Reproduce every one of the records below verbatim, keeping each line unchanged and in its original order.

> _Dataset_
══════════════════════════════
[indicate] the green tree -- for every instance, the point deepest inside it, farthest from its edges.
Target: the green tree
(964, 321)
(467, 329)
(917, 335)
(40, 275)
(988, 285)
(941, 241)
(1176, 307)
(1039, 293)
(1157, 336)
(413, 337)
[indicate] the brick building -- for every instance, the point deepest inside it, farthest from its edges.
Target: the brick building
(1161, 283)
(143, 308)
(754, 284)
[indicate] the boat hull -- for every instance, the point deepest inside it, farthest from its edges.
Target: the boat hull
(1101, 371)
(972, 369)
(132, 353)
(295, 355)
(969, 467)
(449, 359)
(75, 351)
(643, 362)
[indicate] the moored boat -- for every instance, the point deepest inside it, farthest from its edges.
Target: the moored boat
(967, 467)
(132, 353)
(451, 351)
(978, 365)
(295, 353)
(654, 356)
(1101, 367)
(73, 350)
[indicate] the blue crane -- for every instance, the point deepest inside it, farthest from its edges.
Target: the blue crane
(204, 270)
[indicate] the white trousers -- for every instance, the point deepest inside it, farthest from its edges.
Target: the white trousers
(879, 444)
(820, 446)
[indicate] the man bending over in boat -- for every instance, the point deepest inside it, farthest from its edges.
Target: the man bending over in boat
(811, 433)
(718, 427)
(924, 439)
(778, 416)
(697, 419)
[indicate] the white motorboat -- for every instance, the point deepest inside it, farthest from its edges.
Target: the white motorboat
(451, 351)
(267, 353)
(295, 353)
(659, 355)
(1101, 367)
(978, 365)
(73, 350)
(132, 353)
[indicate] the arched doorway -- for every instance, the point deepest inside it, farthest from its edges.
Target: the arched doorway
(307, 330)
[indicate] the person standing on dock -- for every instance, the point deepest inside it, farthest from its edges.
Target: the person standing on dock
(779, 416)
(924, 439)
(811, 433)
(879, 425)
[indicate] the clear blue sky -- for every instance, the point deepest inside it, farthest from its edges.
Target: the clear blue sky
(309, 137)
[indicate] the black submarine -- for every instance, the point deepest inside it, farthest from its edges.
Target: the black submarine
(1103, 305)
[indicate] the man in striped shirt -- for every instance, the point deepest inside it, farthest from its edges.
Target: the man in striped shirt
══════════════════════════════
> _Worked answer_
[indicate] the green tree -- for every instance, the point deepest inside it, farthest from its edges.
Target: the green tree
(964, 321)
(467, 329)
(917, 335)
(40, 275)
(988, 285)
(941, 241)
(1176, 307)
(1039, 293)
(1157, 336)
(413, 337)
[indicate] the brick building -- for every instance, the point deepest inside it, farthest from its edges.
Target: the brick building
(1161, 283)
(143, 308)
(754, 284)
[indicate] the boat hull -- for every instance, the point deepest inside it, farthest from its edges.
Target: the boat hull
(1101, 371)
(972, 369)
(132, 353)
(295, 355)
(969, 467)
(449, 359)
(75, 351)
(643, 362)
[indicate] the moored boat -- for every instance, the point deepest inside it, farthest from its edges.
Target: the moored boat
(967, 467)
(132, 353)
(451, 351)
(978, 365)
(295, 353)
(654, 356)
(1101, 367)
(73, 350)
[indicate] the blue crane -- for every instance, the point deepest inside it, farthest from its edges.
Target: the blue crane
(204, 270)
[indicate] the white trousers -- for every instance, the point deepest inside it, farthest from its edges.
Target: the white trousers
(879, 444)
(820, 446)
[indicate] the man bending over in boat -- for every instance, the point deepest inside it, farthest from its edges.
Target: the man bending over in boat
(811, 433)
(718, 427)
(924, 439)
(778, 416)
(697, 419)
[indicate] the white motorboat -- for every instance, the point deepest inside it, farthest from its edges.
Target: the white motorboat
(451, 351)
(267, 353)
(295, 353)
(659, 355)
(1101, 367)
(978, 365)
(73, 350)
(132, 353)
[indicate] the arched doorway -- for every instance, the point deepest inside it, farthest from its edges.
Target: the arched doorway
(307, 330)
[indicate] the person standing on dock -- for every instance, the point deepest inside it, farthest from its edges.
Target: the person standing on dock
(779, 416)
(924, 439)
(811, 433)
(879, 425)
[indicate] the clear blue sky -- for every instance, the point deepest inside it, farthest from its edges.
Target: the clear blue sky
(309, 137)
[indicate] the black submarine -- for every instance, the point deepest inside it, farthest from its edges.
Target: the black submarine
(1103, 305)
[indicate] the man in striped shirt -- for every instance, the point deepest inside it, farthest from its edges.
Target: the man in striped shirt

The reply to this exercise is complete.